Convert the lines below, starting at the line containing "the statue head" and ending at the line containing "xmin=526 ymin=462 xmax=601 ymax=544", into a Markdown table with two columns, Row and Text. Number each line in Row, put the line in Text, and omit blank lines.

- STORED ROWS
╭──
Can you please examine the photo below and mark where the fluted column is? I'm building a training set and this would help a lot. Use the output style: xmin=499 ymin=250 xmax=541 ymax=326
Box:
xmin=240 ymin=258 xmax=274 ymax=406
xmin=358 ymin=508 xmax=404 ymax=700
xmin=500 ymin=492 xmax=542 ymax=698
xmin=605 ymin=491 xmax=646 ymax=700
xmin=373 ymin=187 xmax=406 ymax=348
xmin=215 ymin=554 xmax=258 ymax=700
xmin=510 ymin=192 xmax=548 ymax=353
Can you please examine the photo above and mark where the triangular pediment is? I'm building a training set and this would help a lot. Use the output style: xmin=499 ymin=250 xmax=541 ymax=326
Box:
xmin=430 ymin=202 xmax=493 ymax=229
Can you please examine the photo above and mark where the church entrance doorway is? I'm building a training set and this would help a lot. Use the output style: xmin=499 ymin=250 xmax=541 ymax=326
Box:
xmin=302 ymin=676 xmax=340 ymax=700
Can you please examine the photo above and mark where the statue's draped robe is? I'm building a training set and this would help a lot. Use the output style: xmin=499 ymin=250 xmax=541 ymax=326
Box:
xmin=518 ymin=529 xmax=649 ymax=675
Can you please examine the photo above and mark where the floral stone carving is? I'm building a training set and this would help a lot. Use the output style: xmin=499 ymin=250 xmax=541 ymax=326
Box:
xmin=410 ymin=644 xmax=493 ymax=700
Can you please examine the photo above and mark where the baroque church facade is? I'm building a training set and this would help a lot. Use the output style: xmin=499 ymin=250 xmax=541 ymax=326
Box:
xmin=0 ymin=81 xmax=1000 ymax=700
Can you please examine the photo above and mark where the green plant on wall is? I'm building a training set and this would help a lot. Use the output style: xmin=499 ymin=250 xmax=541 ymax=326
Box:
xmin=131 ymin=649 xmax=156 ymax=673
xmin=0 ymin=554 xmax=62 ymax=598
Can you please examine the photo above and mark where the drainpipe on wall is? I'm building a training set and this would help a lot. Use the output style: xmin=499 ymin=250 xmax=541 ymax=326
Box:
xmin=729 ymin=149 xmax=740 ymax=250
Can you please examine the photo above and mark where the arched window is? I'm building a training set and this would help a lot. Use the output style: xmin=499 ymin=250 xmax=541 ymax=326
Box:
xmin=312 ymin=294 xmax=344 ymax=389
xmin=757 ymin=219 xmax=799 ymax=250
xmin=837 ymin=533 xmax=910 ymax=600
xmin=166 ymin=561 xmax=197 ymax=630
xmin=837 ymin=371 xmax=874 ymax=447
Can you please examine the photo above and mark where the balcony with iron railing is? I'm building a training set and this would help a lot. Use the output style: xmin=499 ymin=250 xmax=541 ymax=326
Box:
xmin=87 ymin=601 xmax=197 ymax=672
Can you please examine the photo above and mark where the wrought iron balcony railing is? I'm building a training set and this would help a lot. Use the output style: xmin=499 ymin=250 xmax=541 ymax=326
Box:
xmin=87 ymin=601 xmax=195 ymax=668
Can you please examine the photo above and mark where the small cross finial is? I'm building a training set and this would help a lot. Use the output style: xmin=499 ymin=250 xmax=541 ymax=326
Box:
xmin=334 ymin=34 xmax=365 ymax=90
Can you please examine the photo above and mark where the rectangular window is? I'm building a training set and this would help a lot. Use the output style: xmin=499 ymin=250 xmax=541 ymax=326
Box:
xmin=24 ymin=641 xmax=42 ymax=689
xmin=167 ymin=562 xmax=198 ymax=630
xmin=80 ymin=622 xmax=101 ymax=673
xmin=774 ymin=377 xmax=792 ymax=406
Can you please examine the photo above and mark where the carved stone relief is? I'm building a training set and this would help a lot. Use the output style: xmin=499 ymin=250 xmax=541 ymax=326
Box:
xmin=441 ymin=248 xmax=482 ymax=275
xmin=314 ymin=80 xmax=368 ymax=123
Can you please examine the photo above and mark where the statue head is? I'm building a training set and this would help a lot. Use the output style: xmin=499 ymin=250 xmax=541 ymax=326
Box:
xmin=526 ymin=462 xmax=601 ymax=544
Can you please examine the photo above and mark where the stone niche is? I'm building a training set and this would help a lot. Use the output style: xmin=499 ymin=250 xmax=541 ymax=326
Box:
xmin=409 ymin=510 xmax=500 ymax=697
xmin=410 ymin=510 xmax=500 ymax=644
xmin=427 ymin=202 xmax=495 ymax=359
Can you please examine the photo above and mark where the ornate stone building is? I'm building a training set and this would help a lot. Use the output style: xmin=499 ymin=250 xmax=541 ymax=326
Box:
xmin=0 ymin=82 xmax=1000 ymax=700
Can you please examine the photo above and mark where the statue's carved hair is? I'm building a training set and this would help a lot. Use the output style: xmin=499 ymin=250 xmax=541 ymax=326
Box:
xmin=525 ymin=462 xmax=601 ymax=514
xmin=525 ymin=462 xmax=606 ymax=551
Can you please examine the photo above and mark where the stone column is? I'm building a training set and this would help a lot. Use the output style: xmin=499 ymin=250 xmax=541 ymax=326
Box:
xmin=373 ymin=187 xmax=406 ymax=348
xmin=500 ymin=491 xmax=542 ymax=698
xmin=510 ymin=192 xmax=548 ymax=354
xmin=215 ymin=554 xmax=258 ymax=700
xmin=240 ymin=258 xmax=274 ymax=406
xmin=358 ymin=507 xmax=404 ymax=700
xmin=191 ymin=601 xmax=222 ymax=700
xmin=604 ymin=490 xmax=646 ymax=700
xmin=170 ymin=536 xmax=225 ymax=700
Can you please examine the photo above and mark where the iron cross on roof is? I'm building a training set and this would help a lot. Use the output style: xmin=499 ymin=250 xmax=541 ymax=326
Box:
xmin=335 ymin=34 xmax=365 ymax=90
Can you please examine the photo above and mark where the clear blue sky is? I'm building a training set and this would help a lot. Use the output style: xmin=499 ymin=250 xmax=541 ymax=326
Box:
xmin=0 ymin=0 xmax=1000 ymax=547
╰──
╭──
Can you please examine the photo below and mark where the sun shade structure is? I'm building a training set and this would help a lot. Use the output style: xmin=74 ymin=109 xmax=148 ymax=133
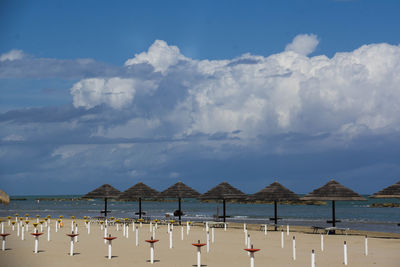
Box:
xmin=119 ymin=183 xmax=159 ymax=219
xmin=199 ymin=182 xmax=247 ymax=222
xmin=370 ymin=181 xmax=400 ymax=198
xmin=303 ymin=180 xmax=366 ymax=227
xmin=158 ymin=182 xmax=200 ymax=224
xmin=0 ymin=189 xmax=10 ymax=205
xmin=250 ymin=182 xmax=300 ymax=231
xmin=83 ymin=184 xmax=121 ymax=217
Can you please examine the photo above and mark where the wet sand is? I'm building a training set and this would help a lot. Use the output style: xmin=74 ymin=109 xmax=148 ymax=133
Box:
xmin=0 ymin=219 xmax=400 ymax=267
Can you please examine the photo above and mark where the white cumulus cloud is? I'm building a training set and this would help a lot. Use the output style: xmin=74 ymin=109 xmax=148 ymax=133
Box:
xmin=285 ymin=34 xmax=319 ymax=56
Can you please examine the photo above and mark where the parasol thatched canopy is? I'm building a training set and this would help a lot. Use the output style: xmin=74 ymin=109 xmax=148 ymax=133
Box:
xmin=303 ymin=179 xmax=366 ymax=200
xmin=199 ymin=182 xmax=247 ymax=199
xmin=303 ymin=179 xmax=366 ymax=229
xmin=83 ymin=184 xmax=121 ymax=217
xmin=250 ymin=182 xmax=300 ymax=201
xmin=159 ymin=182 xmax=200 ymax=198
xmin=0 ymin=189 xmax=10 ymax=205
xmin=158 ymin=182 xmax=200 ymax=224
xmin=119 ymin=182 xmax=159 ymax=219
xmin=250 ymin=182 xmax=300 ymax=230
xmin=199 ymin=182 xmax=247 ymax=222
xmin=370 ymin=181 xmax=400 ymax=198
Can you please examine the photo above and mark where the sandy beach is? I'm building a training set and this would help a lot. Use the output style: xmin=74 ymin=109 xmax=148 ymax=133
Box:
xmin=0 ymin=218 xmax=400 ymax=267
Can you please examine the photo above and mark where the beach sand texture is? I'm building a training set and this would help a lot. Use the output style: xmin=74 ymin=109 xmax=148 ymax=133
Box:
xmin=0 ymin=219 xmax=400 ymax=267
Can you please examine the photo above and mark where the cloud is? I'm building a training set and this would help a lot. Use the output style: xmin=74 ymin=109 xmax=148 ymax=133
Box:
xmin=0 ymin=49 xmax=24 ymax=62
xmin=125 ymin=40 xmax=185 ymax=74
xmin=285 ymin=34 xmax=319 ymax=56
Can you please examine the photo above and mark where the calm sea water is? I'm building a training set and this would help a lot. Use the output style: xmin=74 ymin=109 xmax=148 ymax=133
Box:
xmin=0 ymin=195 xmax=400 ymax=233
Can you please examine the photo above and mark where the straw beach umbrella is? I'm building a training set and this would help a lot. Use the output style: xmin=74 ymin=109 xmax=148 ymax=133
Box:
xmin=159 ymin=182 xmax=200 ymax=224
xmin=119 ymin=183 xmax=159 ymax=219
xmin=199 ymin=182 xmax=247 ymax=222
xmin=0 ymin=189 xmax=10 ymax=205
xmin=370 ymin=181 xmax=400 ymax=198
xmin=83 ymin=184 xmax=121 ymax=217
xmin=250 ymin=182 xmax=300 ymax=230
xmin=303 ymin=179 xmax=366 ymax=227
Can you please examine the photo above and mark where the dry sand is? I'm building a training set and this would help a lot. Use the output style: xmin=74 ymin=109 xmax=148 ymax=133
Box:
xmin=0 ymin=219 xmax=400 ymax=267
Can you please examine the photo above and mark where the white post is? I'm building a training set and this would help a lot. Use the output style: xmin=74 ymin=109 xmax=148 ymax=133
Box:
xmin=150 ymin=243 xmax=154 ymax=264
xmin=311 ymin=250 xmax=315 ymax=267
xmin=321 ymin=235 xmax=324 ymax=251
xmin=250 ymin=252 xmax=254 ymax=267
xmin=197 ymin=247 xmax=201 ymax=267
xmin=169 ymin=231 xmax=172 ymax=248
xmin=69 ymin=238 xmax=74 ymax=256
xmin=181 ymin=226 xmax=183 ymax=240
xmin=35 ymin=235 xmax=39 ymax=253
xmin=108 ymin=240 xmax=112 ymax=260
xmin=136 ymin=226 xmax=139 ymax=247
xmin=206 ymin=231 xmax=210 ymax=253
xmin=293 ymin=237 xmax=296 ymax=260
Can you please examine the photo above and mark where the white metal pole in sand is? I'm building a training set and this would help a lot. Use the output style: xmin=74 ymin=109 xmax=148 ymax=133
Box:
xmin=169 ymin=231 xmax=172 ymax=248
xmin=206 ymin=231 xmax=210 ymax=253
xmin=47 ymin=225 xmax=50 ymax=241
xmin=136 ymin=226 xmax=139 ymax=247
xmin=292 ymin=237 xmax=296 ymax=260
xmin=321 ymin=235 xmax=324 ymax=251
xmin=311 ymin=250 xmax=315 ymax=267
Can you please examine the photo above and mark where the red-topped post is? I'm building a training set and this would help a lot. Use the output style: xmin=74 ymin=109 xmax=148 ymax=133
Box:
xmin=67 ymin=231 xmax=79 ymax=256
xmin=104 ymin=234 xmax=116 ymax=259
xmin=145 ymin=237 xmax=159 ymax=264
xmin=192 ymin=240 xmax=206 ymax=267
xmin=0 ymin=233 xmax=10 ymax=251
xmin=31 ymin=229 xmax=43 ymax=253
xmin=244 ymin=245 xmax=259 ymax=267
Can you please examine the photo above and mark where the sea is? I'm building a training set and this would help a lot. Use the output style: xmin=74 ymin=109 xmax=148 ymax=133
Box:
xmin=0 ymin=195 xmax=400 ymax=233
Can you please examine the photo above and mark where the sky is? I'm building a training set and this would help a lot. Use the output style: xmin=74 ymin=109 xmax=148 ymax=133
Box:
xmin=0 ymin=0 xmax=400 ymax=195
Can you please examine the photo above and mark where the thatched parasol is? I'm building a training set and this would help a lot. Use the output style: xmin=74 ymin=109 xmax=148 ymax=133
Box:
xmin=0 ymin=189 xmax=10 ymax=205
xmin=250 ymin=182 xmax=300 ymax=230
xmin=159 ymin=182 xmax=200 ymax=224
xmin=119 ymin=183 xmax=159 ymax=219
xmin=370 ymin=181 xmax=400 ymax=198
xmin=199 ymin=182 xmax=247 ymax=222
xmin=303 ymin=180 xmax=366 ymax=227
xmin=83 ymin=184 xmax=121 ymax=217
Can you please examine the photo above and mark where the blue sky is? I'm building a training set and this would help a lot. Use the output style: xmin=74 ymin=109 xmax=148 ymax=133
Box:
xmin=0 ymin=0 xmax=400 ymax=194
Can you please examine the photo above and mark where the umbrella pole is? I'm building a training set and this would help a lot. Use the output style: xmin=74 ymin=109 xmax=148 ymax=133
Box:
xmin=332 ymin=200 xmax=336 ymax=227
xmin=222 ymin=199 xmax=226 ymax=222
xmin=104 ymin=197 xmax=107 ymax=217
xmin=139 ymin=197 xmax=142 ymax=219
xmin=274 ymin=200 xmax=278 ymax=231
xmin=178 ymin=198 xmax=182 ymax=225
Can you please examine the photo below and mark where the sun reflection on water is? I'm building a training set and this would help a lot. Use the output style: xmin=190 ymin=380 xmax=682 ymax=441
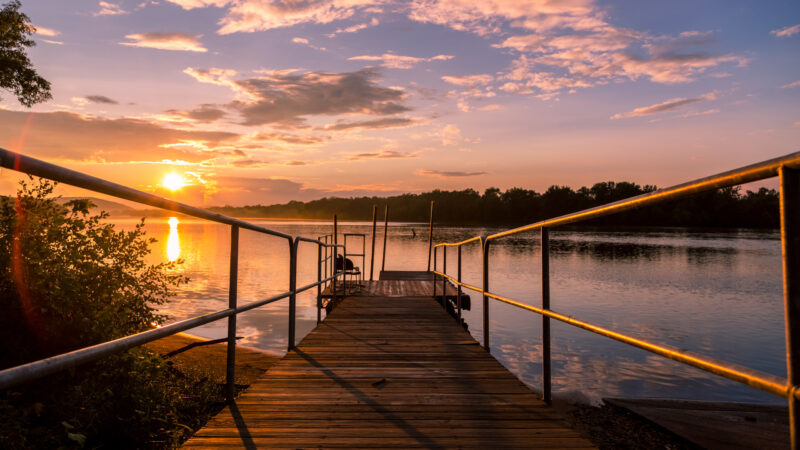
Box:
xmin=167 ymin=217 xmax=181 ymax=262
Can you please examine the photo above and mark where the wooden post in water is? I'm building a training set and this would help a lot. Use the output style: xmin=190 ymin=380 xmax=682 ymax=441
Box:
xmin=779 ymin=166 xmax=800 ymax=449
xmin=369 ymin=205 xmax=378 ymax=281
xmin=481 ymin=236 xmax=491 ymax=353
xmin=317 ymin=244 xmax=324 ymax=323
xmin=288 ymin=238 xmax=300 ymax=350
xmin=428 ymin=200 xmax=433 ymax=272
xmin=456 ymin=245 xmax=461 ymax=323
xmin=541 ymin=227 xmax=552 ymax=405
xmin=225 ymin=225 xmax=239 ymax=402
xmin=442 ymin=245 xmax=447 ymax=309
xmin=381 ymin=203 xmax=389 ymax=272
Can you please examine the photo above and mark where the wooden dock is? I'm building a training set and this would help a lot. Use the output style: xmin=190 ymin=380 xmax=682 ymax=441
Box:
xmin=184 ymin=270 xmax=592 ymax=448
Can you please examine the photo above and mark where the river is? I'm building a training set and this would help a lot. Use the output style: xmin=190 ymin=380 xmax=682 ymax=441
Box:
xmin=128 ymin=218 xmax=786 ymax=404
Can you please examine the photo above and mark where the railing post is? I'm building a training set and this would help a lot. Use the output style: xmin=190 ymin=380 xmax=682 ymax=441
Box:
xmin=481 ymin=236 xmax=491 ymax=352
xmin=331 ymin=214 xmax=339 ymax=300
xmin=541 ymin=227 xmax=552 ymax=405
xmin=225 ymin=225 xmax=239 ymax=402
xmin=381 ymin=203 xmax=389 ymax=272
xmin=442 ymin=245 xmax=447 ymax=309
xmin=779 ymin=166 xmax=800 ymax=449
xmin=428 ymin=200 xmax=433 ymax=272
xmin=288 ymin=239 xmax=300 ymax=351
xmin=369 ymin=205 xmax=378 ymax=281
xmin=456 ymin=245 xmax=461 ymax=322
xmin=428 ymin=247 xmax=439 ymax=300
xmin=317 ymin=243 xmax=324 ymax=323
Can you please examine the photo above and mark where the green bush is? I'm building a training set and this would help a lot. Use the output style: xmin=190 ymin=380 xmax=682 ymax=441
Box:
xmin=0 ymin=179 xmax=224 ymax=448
╰──
- ANSWER IN FULL
| Row | Text |
|---|---|
| 1 | Can you please examine the photo above and mark where the statue head is? I'm building a training set and this would help a lot. Use the output style: xmin=499 ymin=250 xmax=541 ymax=326 |
| 2 | Box: |
| 3 | xmin=526 ymin=462 xmax=601 ymax=544 |